▶ [SELECTED PASSAGE]:
* * * * * * *
I’ve been an amateur musician just about all my life, mostly playing traditional American and Irish music, with a couple of brief forays into rock and blues. I’ve been an avid listener of other kinds of music, notably jazz and classical, but am not educated in them at all.
I’d like to hear the opinions of my fellow amateurs on the John Cage composition 4’33". Not informed opinions, not educated ones, and not intellectual analyses. Just your gut reactions. If you’ve never heard it, do a web search and familiarize yourself (if you’re so inclined).
I have a couple of other questions relevant to musical appreciation, and I’ll pose them another time if this goes well. I’ll let this one sit for a couple of days and then explain why I asked and what I was thinking.
Is that the one that’s 4’33’’ of silence? I know that one,
“In C,” is about four minutes of middle C hammered on the piano. Somebody was actually “practicing” that in the practice rooms at SF State when I was a student there.
I guessed Cage was an aborted politician–that’s where true conceptual art is today
Although I heard a violonist once say, seriously as a “deep thought”: First you listen to songs
Grow up to music
Then to Bach
Finally to silence…
I still think that Cage’s attempts came really late: Duchamp committed his random concert almost half a century before… So this “piece” is about like drawing today a black triangle on a white canvas and pretend you went beyond Kasimir Malevich’s art :roll:
I have written many pieces similar to 4’33". They’re all of different lengths though. They’re all totally brilliant, of course. However, the In C that I know is by Terry Riley. It consists of a whole bunch of short phrases-sometimes just one note. The musicians start, one at a time, and play through the phrases in sequence. They can play a phrase as long as they want but when they move on, there’s no going back. When they’ve played all the phrases they quit and can’t play any more. I think you can have as many musicians as you want. I’m not sure about how they know when to start. Just when the spirit moves them I guess. When all the musicians are playing the piece sounds like you might imagine the inside of a hornet’s nest would sound.
That’s right Steve. I had forgotten all about Terry Riley, as distinct from Cage. How estupid of me.
It’s hard for me to see anything beyond shock value of these guys at the moment they “release” their brilliant ideas. I’m sure the critics would love to disagree. The would characterize Cage as some sort of soldier for the campaign to raise consciousness and cause us to question all that we presume and assume. I guess…
But it seems like the perfect set-up to wear odd clothes, hang out at cocktail parties and chase skirts of the young and impressionable.
My favorite celebrity artist has to be Leroy Neiman. I mean, the guy does actually do some illustrating; but to me, it was all about the white suit, the doofy mustache and the celebrity appearances. I think he franchised out to KMart, like Martha Stewart.
OK, here’s few opinions. The 20th century being what it was, if Cage hadn’t written this someone else would have. A very slightly interesting thing to do once if only to get poeple reflecting on what the minimal requirements are for something to be a composition.
What I find puzzling is that there are people around who regard it as not just good, but groundbreaking, art. I suppose they think it somehow explodes or challenges our conception of what a composition has to be and this must be important. To me it raises questions but they are very easy to answer. Is it art? Is it music? Yes, it’s both. But it’s bad music and bad art. It’s excruciatingly boring and boring music is bad music.
* * * * * * *
▶ [JOBS]:
1. In the forum discussion about 4'33", who is named as the composer of the In C made up of short phrases that musicians play in sequence?
2. Quote the forum discussion starting with "My favorite celebrity" and going on through "like Martha Stewart.".

▶ [Dataset entries]:
* * * * * * *
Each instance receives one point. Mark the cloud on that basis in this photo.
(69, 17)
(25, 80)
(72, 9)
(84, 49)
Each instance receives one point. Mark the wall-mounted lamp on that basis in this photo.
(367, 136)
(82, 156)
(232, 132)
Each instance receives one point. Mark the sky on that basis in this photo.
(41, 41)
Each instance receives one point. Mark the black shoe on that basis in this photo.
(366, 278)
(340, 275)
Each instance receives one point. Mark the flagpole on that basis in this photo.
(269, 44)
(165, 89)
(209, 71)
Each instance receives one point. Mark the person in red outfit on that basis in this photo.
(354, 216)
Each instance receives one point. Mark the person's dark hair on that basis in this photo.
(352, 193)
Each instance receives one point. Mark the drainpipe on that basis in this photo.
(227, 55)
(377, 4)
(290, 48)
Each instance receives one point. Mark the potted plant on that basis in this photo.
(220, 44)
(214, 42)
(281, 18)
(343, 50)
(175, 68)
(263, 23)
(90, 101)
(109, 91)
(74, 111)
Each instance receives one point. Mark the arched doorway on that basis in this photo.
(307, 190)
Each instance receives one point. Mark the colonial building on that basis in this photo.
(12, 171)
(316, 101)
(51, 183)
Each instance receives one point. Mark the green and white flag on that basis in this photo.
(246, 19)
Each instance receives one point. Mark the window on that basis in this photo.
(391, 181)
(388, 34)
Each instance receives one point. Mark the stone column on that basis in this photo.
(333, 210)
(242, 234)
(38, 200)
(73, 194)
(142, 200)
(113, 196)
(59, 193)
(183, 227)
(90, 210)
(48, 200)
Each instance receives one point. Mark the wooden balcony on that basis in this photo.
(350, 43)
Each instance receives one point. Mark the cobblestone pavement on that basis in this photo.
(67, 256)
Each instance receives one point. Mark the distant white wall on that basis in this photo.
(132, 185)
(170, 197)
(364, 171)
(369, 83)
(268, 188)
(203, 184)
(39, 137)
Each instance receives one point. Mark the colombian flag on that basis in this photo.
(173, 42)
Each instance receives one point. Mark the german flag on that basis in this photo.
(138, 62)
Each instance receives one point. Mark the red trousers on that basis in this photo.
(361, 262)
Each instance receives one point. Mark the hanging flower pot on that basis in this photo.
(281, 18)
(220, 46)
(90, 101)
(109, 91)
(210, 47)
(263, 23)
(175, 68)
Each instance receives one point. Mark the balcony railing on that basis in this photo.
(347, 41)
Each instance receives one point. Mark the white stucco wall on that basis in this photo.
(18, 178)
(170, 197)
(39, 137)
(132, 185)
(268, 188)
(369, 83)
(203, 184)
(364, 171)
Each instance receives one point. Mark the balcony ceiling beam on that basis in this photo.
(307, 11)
* * * * * * *
▶ [RESULTS]:
1. Terry Riley

2.
My favorite celebrity artist has to be Leroy Neiman. I mean, the guy does actually do some illustrating; but to me, it was all about the white suit, the doofy mustache and the celebrity appearances. I think he franchised out to KMart, like Martha Stewart.